» **Excerpt provided**
====================

Twelve yards long, two lanes wide, sixty five tons
of American pride, Canyonero, Canyonero! Top of the line in Utility
Sports, unexplained fires are a matter for the Courts, Canyonero,
Canyonero! She blinds everybody with her super-high beams, she's
a squirrel squashin' deer smackin', drivin' machine, Canyonero,
The Simpsons Episode AABF10:
"Marge Simpson in: 'Screaming
Much maligned and much admired- depending on which side of the walnut
accented-dash and plush, leather-trimmed seats you're sitting- the
sports utility vehicle or SUV is the most ostentatious popular product
of car culture. Jokes and critics abound. The parody site, poseur.org
for instance "created" their own SUV line. Among the features of the
"Dominator" are eight rear wheels "for handling those trips to Sam's
Club," and a seating capacity of 20. And, the site is quick to point
out, the Dominator fits under MOST bridge underpasses. (If you choose
to upgrade to the Grand Dominator, you'll enjoy cathedral ceilings,
full lavatory, four cell-phones, TV/VCR/Nintendo 64, Sony DSS satellite,
and a permanent cellular link to the internet.)
Although real-life SUVs haven't yet caught up with the Dominator,
they're certainly ambitious. Writing for the New York Times Magazine
last year, Jeffrey Goldberg invited an utterly disgusted Ralph Nader
to ride along as he took the Mercedes Gelandewagen for a spin. Goldberg
described the vehicle as being "built like a tank," weighing nearly
three tons, and going "from 0 to 1,000 in about two seconds." Nader
simply dubbed it the "Stupidwagen." Originally designed for the German
military, at $135,000 the "G-wagen" is the most expensive SUV on the
At that price tag, the average SUV-buying American is highly unlikely
to purchase a G-wagen; when Nader and Goldberg test drove the vehicle
last fall, its 150 owners were concentrated mainly in wealthy sections
of Southern California and New York City suburbs. But for the less
affluent, the Ford Motor company offers a bigger (I didn't say better)
option: the Excursion. Although it weighs in at nearly four tons,
at $35,000-50,000, the Excursion costs only a fraction of the G-wagen.

====================

» **Source data**
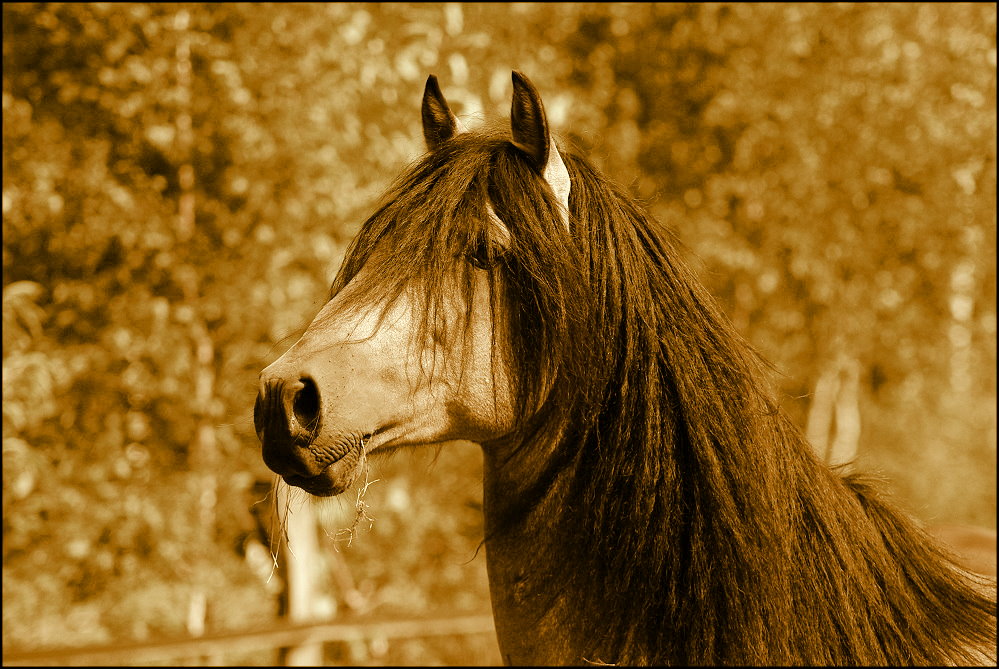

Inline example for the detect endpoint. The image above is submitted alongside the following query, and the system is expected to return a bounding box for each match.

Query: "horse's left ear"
[510,70,570,227]
[421,74,465,151]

====================

» **Tasks**
**a.** In two sentences, what does the SUV excerpt say?
**b.** Answer these questions from the SUV excerpt:
(i) What seating capacity does the "Dominator" have?
(ii) Who wrote about the Mercedes Gelandewagen for the New York Times Magazine?
(iii) Where were the G-wagen's 150 owners mainly concentrated?
**c.** Can you reproduce the SUV excerpt word for word, starting at "Although real-life SUVs" and ending at "didn't say better)"?

» **Results by task**
**a.** The sport utility vehicle is both maligned and admired as the most ostentatious popular product of car culture, and a parody site mocks it with an imagined "Dominator" line that has eight rear wheels and seats 20. Real SUVs are still ambitious, from the nearly three-ton, $135,000 Mercedes G-wagen that Ralph Nader dubbed the "Stupidwagen" to Ford's nearly four-ton Excursion, which costs $35,000-50,000.

**b.**
(i) 20
(ii) Jeffrey Goldberg
(iii) In wealthy sections of Southern California and New York City suburbs

**c.**
Although real-life SUVs haven't yet caught up with the Dominator,
they're certainly ambitious. Writing for the New York Times Magazine
last year, Jeffrey Goldberg invited an utterly disgusted Ralph Nader
to ride along as he took the Mercedes Gelandewagen for a spin. Goldberg
described the vehicle as being "built like a tank," weighing nearly
three tons, and going "from 0 to 1,000 in about two seconds." Nader
simply dubbed it the "Stupidwagen." Originally designed for the German
military, at $135,000 the "G-wagen" is the most expensive SUV on the
At that price tag, the average SUV-buying American is highly unlikely
to purchase a G-wagen; when Nader and Goldberg test drove the vehicle
last fall, its 150 owners were concentrated mainly in wealthy sections
of Southern California and New York City suburbs. But for the less
affluent, the Ford Motor company offers a bigger (I didn't say better)